--- MATERIALS PROVIDED Enclosed Below ---

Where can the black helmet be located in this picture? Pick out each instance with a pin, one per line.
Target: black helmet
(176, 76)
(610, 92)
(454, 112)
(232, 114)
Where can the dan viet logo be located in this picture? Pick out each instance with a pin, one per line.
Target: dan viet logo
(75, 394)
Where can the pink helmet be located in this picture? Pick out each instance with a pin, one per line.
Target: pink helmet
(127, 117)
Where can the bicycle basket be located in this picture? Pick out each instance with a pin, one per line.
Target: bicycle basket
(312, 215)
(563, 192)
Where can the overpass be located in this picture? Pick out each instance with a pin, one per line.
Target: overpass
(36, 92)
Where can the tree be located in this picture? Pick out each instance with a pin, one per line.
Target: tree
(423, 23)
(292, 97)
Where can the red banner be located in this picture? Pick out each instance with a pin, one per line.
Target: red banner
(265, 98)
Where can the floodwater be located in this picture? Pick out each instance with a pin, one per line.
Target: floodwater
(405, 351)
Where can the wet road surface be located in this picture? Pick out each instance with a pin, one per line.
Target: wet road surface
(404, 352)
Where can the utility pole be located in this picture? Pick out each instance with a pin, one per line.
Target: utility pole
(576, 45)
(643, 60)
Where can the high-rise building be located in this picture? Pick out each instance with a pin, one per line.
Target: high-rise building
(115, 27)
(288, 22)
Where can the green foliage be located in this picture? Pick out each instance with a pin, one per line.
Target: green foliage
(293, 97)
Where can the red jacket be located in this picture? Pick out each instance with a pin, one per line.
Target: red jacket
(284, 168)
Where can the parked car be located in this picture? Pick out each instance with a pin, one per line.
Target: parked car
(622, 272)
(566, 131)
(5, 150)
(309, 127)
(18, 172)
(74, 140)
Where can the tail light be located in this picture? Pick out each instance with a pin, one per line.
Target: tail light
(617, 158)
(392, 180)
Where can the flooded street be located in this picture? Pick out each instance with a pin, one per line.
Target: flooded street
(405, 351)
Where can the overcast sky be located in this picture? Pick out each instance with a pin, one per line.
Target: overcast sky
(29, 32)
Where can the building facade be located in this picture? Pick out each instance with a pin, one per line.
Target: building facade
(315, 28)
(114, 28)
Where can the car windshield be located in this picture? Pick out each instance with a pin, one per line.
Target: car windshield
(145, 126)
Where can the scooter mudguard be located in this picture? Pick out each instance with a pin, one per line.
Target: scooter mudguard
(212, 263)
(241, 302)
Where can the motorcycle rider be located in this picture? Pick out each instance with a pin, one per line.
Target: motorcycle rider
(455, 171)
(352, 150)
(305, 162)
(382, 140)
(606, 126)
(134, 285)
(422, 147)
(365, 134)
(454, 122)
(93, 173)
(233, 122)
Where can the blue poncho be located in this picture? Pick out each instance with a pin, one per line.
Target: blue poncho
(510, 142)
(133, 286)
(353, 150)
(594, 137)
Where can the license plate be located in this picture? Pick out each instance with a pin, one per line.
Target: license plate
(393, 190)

--- End of Enclosed MATERIALS PROVIDED ---

*EXERCISE AIM*: Return an exact copy of the listing.

*REPLY TO THE TASK*:
Where can the black helmet be located in this picture? Pick out each instance with a pin, one per line.
Target: black helmet
(176, 76)
(610, 92)
(454, 112)
(232, 114)
Where can the dan viet logo be located in this picture? Pick out each instance with a pin, one per line.
Target: dan viet logo
(75, 394)
Where can the pink helmet be located in this picture? Pick out each instance with a pin, one per line.
Target: pink helmet
(127, 117)
Where can the bicycle basket be located in this picture? Pick out each instance with a pin, one per line.
Target: bicycle basket
(312, 215)
(563, 192)
Where can the overpass be located in this picture? Pick out each instance with a pin, one per line.
Target: overpass
(36, 92)
Where can the tree be located in this picture? Pick out each instance with a pin, one per line.
Target: tree
(423, 23)
(292, 97)
Where can the red banner be located in this picture? Pick out each instance with a pin, one per line.
Target: red banner
(265, 98)
Where can the floodwater be located in this picture? Pick out each instance with a pin, one per line.
Target: floodwater
(405, 351)
Where can the wet road surface be located in this picture? Pick out each instance with a pin, one per line.
Target: wet road surface
(404, 352)
Where can the utility pole be located in this picture? Pick out each instance with a pin, one per line.
Target: utility pole
(576, 45)
(643, 60)
Where can the high-rise building be located in this picture? Pick out each instance with a pin, one per line.
Target: high-rise building
(115, 27)
(288, 22)
Where can the green foliage be located in this picture? Pick out each instance with a pin, one per line.
Target: green foliage
(293, 97)
Where can the red jacket be located in this picture? Pick out each instance with a pin, one per line.
Target: red jacket
(284, 168)
Where can the parked car be located in this picture? Pick out each instance with a pin, one per line.
Target: parked car
(622, 272)
(566, 131)
(5, 150)
(309, 127)
(18, 172)
(74, 140)
Where can the tail light be located in this picture? Pick out each instance with a pin, one per line.
Target: tail light
(617, 158)
(392, 180)
Where can the flooded street be located in this picture? Pick out each instance with a pin, one per line.
Target: flooded street
(405, 351)
Where can the overcast sky be located in this picture? Pick out each instance with a pin, one per line.
Target: overcast sky
(29, 32)
Where can the building facade be located in this picture? Pick out each instance with a pin, one per line.
Target: building facade
(315, 28)
(114, 28)
Where can the car windshield be located in this picture? Pick out each instance with a pin, one per line.
Target: car windshield
(145, 126)
Where can the scooter mudguard be located in this picture? Pick out each instance with a pin, one per line.
Target: scooter mudguard
(212, 263)
(241, 302)
Where can the motorcycle rider be located in this picture? Pick out each instance with a pin, one per line.
Target: motorcycle rider
(455, 171)
(352, 150)
(305, 162)
(382, 140)
(606, 126)
(134, 285)
(422, 147)
(365, 134)
(454, 122)
(93, 173)
(233, 122)
Where can the blue poncho be located in this picture? Pick out each instance with a pin, one per line.
Target: blue poncho
(510, 142)
(133, 286)
(353, 150)
(594, 137)
Where can the license plate be located in this picture? Pick out each instance with a pin, one per line.
Target: license plate
(393, 190)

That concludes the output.